• [TEXTE DONNÉ]:
▽

CECI N’EST PAS UNE BIOGRAPHIE
Nna Ɣni de Djamel LACEB, voilà une oeuvre qui occupe une place particulière dans le panorama de la littérature kabyle contemporaine. Sa singularité tient, certes, à son écriture éclatée mais, essentiellement, à son appartenance à ce que l’on appelle depuis 1977 “autofiction”, genre baptisé par le romancier et critique Serge DOUBROVSKY. Le néologisme apparaît pour la première fois en 4ème de couverture de son roman Fils (Gallimard, 1977).

Qu’est-ce donc que l’autofiction ? C’est un genre qui mêle l’autobiographie et la fiction ; l’auteur y raconte des faits vécus mais en leur associant des faits fictifs, fruit de son imagination. Ce qui différencie l’autofiction de l’autobiographie, c’est que, dans cette dernière, l’auteur s’engage à ne relater que des faits réels.
Si l’on se fie à la 1ère de couverture de l’oeuvre qui nous intéresse, on est tenté, au premier abord, de la lire comme une biographie de Nna Ɣni (dont on peut admirer la photo), mais une biographie romancée puisque la mention “ungal (roman)” figure sur la couverture. A ce stade, Nna Ɣni serait le personnage principal de l’oeuvre éponyme. Voilà donc pour la première impression. Or, dès les premières pages, on ne peut manquer de relever que le Narrateur s’exprime à la première personne, bien plus, qu’il est lui-même un personnage. Un Narrateur intradiégétique, donc. En avançant dans la lecture, on s’aperçoit qu’en réalité, les autres personnages ainsi que les descriptions et actions qui leurs sont associées, ne peuvent être lus qu’à travers le prisme de la quête du Narrateur-auteur-personnage. Nous savons que Djamel LACEB, avant de devenir Inspecteur de l’Administration au sein de l’Education Nationale algérienne, a d’abord été professeur de physique-chimie. Or, nous retrouvons ce biographème dans le roman lorsque le Narrateur présente sa situation professionnelle à Lḥaǧ Ḥammu. Par ailleurs, nous savons également que notre auteur a consacré récemment un roman en français à Taleṭṭaṭ, autre personnage principal. Certes, hommage il y a à Nna Ɣni, mais, de mon point de vue, c’est la quête de savoir que mène le Narrateur à propos de Taleṭṭaṭ qui constitue le véritable enjeu du roman.

△

(Enregistrements issus d'une source de données)

▽

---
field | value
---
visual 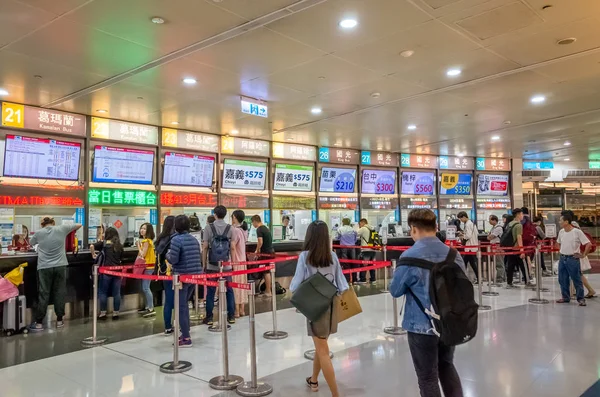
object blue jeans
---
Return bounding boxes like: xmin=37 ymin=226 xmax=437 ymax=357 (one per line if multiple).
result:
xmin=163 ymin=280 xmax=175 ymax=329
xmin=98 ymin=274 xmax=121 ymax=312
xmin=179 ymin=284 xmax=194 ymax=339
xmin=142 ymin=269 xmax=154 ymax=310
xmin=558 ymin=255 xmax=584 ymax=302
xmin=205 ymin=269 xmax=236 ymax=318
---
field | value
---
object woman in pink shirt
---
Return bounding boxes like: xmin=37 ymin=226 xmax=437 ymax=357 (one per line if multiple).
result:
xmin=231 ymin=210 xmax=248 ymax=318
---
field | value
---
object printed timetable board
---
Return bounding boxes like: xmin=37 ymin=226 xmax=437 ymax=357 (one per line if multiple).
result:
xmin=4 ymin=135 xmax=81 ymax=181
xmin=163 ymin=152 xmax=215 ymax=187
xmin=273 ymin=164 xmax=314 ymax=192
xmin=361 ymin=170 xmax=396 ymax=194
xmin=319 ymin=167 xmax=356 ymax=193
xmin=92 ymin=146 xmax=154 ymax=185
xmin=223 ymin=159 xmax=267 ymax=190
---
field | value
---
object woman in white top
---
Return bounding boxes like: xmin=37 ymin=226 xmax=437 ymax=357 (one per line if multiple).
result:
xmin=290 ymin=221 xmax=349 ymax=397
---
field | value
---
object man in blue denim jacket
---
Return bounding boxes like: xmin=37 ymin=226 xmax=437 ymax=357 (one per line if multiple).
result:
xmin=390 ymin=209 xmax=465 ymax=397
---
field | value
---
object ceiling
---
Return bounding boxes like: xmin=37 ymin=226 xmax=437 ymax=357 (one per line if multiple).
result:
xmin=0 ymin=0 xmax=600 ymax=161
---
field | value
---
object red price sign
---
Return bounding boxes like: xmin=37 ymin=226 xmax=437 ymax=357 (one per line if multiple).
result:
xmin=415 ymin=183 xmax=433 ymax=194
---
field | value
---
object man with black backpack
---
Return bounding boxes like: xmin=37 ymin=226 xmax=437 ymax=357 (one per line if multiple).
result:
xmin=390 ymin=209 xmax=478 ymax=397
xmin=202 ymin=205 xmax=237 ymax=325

△
▽

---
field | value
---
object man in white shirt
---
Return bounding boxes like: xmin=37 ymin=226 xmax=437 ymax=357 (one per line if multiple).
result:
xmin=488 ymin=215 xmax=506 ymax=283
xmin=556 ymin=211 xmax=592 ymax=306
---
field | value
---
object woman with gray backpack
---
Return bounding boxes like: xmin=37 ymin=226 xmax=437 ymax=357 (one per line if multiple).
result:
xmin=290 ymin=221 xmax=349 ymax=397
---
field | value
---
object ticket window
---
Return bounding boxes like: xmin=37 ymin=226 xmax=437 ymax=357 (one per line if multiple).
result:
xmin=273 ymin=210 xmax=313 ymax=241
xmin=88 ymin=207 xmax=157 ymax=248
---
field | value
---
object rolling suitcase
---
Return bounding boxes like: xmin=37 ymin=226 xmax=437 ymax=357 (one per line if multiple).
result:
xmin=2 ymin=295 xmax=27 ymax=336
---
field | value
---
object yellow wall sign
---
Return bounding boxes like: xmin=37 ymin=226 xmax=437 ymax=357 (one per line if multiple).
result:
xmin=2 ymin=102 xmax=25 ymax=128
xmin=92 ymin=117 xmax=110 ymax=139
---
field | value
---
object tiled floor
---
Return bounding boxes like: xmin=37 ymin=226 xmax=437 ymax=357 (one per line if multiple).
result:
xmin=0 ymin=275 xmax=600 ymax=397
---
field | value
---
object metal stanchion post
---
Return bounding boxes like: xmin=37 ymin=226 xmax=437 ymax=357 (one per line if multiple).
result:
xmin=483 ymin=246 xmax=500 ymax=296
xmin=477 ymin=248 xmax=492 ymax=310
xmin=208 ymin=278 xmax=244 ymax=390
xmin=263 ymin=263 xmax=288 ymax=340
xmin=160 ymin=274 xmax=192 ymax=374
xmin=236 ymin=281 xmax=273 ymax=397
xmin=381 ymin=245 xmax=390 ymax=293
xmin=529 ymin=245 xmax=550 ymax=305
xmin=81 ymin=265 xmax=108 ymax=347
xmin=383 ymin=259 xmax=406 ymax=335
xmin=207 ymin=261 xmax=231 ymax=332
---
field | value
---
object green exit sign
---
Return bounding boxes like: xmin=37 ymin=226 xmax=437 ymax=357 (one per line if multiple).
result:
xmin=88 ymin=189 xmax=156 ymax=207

△
▽

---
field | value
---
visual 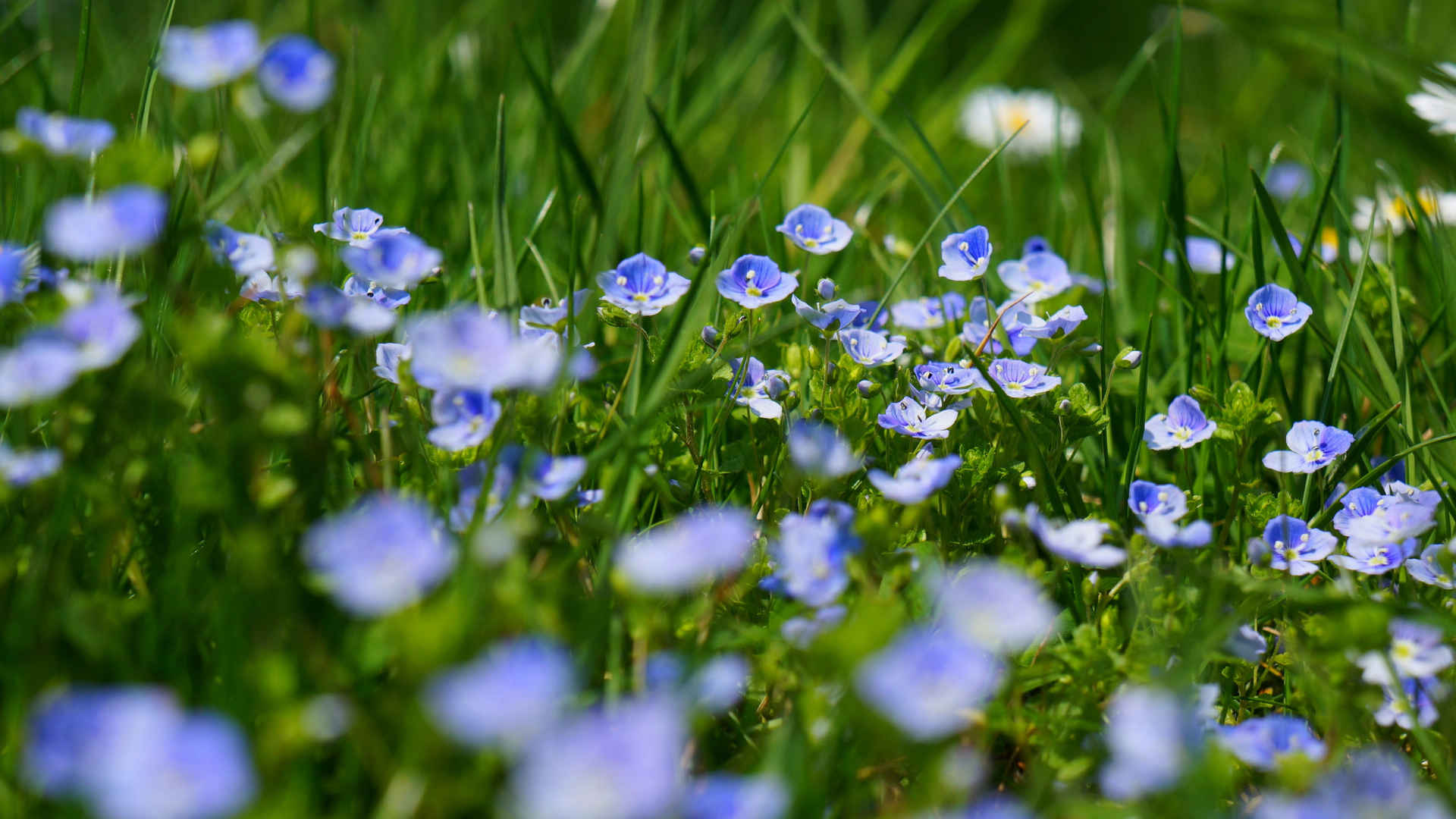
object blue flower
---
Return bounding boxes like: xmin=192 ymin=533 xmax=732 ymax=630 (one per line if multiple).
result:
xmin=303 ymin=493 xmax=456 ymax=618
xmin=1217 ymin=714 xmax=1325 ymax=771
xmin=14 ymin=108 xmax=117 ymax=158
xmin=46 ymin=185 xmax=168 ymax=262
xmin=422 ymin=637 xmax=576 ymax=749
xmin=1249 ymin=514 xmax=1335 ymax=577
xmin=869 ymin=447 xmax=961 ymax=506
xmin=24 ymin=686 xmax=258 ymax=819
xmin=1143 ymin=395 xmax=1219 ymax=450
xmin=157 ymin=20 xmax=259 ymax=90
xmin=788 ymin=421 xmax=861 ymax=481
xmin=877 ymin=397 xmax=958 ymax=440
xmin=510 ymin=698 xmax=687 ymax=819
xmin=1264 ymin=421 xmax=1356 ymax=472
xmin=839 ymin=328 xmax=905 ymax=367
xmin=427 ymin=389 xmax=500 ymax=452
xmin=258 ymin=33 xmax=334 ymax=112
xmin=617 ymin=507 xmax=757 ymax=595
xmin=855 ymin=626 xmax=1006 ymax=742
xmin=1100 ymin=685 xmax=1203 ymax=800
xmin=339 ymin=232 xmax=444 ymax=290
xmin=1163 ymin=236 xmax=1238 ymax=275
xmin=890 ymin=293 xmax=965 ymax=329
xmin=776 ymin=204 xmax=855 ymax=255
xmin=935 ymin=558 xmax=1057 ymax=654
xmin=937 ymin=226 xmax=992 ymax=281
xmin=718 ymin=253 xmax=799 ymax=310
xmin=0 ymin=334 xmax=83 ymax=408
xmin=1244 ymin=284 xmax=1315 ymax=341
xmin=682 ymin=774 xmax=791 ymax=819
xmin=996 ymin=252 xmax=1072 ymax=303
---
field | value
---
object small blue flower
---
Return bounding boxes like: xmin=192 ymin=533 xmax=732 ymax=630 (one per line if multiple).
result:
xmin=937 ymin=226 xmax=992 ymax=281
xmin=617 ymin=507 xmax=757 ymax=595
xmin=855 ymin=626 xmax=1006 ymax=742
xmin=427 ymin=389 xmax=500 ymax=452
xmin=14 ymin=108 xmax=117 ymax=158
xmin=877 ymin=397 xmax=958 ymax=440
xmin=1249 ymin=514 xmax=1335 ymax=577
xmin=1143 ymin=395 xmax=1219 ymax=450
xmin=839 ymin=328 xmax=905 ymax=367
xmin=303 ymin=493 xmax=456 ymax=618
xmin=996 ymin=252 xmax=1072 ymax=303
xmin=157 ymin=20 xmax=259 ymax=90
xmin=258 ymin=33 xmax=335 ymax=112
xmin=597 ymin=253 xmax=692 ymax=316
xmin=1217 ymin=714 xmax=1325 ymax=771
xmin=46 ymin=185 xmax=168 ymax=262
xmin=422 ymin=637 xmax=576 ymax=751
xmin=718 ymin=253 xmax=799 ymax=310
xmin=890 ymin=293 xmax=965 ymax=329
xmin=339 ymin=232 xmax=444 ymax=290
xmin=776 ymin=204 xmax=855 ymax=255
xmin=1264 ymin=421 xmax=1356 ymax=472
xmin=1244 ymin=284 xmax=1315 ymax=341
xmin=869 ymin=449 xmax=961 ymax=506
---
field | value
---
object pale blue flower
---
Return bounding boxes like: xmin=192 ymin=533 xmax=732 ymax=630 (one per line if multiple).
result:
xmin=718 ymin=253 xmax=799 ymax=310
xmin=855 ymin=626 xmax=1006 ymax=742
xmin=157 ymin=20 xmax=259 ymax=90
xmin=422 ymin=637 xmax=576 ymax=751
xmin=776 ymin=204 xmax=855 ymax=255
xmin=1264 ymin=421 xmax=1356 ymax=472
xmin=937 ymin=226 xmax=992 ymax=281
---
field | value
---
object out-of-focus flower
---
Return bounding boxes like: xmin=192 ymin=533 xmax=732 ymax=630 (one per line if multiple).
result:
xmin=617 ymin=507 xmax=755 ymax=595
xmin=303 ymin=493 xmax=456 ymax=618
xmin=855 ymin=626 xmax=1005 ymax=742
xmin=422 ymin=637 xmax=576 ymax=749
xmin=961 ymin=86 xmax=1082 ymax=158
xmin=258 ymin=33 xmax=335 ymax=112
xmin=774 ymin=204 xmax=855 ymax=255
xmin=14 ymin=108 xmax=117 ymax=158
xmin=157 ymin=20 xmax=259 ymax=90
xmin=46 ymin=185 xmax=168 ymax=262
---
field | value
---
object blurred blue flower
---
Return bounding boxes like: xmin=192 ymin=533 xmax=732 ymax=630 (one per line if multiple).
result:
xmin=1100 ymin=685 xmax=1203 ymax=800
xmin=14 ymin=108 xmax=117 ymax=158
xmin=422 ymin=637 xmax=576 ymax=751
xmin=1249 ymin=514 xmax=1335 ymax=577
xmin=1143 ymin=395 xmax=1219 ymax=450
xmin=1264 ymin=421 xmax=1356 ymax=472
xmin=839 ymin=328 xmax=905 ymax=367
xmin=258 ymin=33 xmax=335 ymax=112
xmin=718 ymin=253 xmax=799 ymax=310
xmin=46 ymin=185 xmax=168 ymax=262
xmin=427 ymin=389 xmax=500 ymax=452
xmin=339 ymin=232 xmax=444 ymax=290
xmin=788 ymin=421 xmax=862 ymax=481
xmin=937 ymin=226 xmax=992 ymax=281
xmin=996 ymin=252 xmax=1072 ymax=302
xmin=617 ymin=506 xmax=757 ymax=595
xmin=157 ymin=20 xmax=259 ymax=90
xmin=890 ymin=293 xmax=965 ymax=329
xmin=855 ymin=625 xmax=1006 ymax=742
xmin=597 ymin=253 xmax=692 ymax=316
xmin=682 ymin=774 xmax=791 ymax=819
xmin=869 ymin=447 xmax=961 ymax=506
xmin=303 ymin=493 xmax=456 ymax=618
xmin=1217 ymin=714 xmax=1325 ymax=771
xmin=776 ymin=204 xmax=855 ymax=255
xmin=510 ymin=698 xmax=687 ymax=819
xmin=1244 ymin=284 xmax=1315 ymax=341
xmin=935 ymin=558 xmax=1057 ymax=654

△

• [CONSIGNE DONNÉE]:
Recopiez le passage du texte sur Nna Ɣni qui commence par « CECI N’EST PAS » et se termine par « Fils (Gallimard, 1977). ». Ces données n'ont aucun rapport avec le texte.

• [RÉSULTAT PRODUIT]:
CECI N’EST PAS UNE BIOGRAPHIE
Nna Ɣni de Djamel LACEB, voilà une oeuvre qui occupe une place particulière dans le panorama de la littérature kabyle contemporaine. Sa singularité tient, certes, à son écriture éclatée mais, essentiellement, à son appartenance à ce que l’on appelle depuis 1977 “autofiction”, genre baptisé par le romancier et critique Serge DOUBROVSKY. Le néologisme apparaît pour la première fois en 4ème de couverture de son roman Fils (Gallimard, 1977).